§ **QUOTED TEXT**
^^^^^^^^
# Whirlwind Ordinance Battery



## The Son of Horus (Dec 30, 2006)

Despite having played Space Marines in a variety of forms for nearly nine years, I've never used (or for that matter, owned) a Whirlwind. The effective deployment and use of the things is the one gap in my knowledge of using Space Marines, so I'm sort of curious as to how you all employ them.


----------



## Truthiness08 (Jan 17, 2008)

I personally don't own one or have ever used one for that matter, however I have seen a couple in action, they pretty much function behind cover (hill or behind a forest) and shoot whatever mob is coming their way, they seem fairly affective against troops. I may proxy one in the near future to see how well I like it.


----------



## cccp (Dec 15, 2006)

similar to the way you would use a basilisk. its an indirect fire weapon, and it has pretty low armour, so hide it behind a hill or whatever and load it up with missiles.

(preferably, the ones which arent mines)


----------



## Galahad (Dec 21, 2006)

here's something else to think about for new marine armies (BA & DA) vengeance missiles, or incendiary castelian? (incindiaries use the ord blast but do flamer damage and AP and ignore cover)
^^^^^^^^
§ **WORK INSTRUCTIONS**
In the Whirlwind thread, for about how long has The Son of Horus played Space Marines? Rely only on the Whirlwind thread to answer.

Records from a collection:
^^^^^^^^
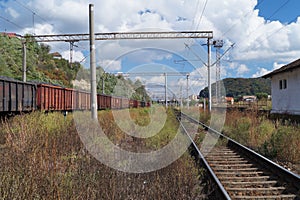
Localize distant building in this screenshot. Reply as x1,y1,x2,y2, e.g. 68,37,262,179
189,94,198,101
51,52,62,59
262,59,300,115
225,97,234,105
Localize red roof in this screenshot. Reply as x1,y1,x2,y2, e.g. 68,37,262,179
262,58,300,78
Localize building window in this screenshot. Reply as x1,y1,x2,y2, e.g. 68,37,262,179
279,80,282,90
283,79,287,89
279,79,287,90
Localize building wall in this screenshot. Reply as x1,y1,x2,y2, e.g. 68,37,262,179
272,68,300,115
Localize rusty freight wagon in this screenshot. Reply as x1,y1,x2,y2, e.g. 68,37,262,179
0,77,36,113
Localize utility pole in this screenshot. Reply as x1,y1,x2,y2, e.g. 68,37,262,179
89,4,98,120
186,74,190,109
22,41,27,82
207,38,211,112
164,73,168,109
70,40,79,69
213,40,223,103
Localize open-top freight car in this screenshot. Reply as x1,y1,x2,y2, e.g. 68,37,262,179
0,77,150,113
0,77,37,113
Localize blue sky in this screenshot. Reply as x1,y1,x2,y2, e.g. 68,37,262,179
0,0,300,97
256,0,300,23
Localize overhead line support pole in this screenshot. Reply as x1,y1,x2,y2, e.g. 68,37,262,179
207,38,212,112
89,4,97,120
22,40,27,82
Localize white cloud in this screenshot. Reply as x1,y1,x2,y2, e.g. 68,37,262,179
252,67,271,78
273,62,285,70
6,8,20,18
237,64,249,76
^^^^^^^^
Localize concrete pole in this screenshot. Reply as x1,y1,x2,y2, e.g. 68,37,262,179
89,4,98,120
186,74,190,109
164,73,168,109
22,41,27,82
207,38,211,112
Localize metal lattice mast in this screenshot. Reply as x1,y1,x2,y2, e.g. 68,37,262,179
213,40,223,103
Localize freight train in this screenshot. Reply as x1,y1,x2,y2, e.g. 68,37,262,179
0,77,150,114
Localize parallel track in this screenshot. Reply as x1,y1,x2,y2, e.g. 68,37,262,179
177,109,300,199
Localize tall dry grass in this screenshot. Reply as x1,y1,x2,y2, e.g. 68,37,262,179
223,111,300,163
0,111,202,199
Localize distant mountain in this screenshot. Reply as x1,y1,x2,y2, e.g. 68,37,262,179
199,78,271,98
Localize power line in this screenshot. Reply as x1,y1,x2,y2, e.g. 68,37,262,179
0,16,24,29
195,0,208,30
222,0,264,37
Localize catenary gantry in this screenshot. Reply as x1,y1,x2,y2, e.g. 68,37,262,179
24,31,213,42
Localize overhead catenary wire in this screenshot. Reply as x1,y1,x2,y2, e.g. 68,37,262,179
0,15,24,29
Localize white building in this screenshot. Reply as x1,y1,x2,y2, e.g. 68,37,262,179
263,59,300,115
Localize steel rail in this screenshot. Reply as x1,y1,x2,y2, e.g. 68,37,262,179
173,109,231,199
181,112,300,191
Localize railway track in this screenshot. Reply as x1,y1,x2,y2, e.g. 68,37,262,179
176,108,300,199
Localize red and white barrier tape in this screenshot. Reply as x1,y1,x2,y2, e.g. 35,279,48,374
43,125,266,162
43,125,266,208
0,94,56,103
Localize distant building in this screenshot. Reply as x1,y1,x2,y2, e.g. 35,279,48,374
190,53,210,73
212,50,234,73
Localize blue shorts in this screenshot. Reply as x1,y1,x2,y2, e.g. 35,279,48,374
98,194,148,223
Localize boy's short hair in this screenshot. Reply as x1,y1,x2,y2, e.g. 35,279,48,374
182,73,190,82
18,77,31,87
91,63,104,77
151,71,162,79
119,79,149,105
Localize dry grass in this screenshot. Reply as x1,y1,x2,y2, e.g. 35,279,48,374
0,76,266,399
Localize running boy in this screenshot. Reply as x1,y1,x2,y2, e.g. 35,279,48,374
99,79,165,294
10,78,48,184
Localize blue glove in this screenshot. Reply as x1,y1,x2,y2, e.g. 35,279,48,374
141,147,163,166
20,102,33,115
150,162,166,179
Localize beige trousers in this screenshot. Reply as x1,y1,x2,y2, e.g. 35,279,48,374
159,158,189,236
^^^^^^^^
§ **WRITTEN REPLY**
Nearly nine years.